* Data in this exercise
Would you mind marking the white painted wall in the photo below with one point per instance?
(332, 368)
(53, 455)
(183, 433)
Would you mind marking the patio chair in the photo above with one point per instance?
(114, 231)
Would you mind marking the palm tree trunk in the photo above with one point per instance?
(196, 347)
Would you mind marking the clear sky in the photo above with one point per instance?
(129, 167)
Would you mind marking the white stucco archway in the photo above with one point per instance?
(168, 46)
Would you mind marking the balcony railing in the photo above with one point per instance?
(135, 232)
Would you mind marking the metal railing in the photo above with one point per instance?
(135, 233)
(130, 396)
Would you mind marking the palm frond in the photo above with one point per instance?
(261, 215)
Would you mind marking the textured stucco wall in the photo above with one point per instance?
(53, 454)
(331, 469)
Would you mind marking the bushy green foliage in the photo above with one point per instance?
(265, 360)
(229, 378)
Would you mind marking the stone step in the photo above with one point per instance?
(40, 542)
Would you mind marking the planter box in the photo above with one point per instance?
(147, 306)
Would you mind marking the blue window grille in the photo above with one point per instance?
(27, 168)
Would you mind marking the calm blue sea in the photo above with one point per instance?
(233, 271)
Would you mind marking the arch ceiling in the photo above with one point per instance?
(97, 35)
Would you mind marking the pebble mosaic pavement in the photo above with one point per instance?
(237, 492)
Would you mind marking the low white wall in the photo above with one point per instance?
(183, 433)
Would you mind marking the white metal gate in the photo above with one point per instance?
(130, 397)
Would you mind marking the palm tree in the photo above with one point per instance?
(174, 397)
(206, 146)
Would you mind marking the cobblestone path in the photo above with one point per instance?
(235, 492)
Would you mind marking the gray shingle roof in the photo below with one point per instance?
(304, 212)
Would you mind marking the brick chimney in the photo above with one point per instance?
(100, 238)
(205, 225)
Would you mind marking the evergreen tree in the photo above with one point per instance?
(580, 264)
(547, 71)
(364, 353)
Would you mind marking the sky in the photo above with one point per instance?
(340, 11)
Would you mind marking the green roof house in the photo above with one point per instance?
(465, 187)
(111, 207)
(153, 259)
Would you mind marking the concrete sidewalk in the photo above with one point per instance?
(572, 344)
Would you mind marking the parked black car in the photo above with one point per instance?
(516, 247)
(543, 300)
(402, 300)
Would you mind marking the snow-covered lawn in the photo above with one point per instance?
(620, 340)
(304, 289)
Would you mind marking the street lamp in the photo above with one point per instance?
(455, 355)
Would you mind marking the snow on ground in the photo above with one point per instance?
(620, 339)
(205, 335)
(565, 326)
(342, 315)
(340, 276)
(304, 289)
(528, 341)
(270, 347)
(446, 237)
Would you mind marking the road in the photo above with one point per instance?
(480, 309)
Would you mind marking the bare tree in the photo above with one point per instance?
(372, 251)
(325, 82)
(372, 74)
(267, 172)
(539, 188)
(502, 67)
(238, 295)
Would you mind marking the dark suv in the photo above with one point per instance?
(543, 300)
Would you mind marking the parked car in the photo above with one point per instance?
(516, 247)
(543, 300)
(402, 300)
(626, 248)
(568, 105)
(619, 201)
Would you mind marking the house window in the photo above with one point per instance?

* Problem to work on
Write every record above out again exactly as it stands.

* Reply
Would you mind marking the white painted wall in the photo below with one point per instance?
(332, 368)
(53, 455)
(183, 433)
Would you mind marking the patio chair in the photo above with one point per instance?
(114, 231)
Would you mind marking the palm tree trunk in the photo above with one point per instance?
(196, 347)
Would you mind marking the clear sky in the photo above with one point per instance?
(129, 167)
Would you mind marking the white stucco archway in the photo above with one point per instance?
(168, 46)
Would you mind marking the balcony railing in the photo above with one point per instance?
(135, 232)
Would you mind marking the metal railing in the photo above with one point per instance?
(135, 233)
(130, 396)
Would you mind marking the palm frond in the photo above with one point per instance?
(261, 215)
Would you mind marking the textured stucco wall in the photo above with one point per instance?
(53, 454)
(331, 469)
Would you mind marking the bushy green foliage in the photo above with one point per instance?
(265, 360)
(229, 378)
Would you mind marking the stone step in the photo above with one point per instance?
(40, 542)
Would you mind marking the planter box in the photo above with one point per instance?
(147, 306)
Would you mind marking the blue window grille in the photo above with one point per instance?
(27, 168)
Would you mind marking the calm blue sea in the photo above with one point per instance?
(233, 271)
Would you mind marking the arch ceiling in the photo above with one point per instance?
(97, 35)
Would you mind marking the pebble mosaic pavement in the photo above with one point per instance?
(237, 492)
Would you mind marking the low white wall in the photo above with one point per instance?
(183, 433)
Would you mind marking the white metal gate in the photo above with one point per instance?
(130, 397)
Would you mind marking the palm tree in the photo above with one point per instance?
(174, 397)
(206, 146)
Would you mind marking the cobblestone path in the photo above with one point per instance?
(235, 492)
Would you mind marking the gray shingle roof in the photo below with one point per instance?
(304, 212)
Would you mind marking the brick chimney in the photo above with one point per instance?
(100, 238)
(205, 225)
Would you mind marking the evergreen tree in the photo above with one point per instance?
(580, 264)
(547, 71)
(364, 353)
Would you mind marking the sky in the photo above with one point per instance?
(340, 11)
Would you mind marking the green roof house in the photo above with one point per instance?
(465, 187)
(111, 207)
(153, 259)
Would you mind marking the concrete sidewalk in the photo above with one point per instance?
(572, 344)
Would you mind marking the parked black car in the photo above with one point per instance?
(516, 247)
(543, 300)
(402, 300)
Would you mind marking the snow-covered lawn in the photo above with one point per instance?
(620, 340)
(304, 289)
Would you mind marking the street lamp in the photo above with one point per instance?
(455, 355)
Would you mind marking the snow on ground in the photo above with one point per instance?
(620, 339)
(205, 335)
(565, 326)
(342, 315)
(340, 276)
(304, 289)
(528, 341)
(270, 347)
(446, 237)
Would you mind marking the road in the photo above with one point per instance?
(480, 309)
Would you mind marking the bare tree in the photo above with one point per instance?
(372, 251)
(325, 82)
(372, 74)
(267, 172)
(539, 188)
(502, 67)
(238, 295)
Would you mind marking the dark suv in the photo above with one point per instance?
(543, 300)
Would you mind marking the parked car in the photo above with one point per instance?
(516, 247)
(543, 300)
(402, 300)
(626, 248)
(568, 105)
(619, 201)
Would you mind marking the house window in the photo above with one point per instance?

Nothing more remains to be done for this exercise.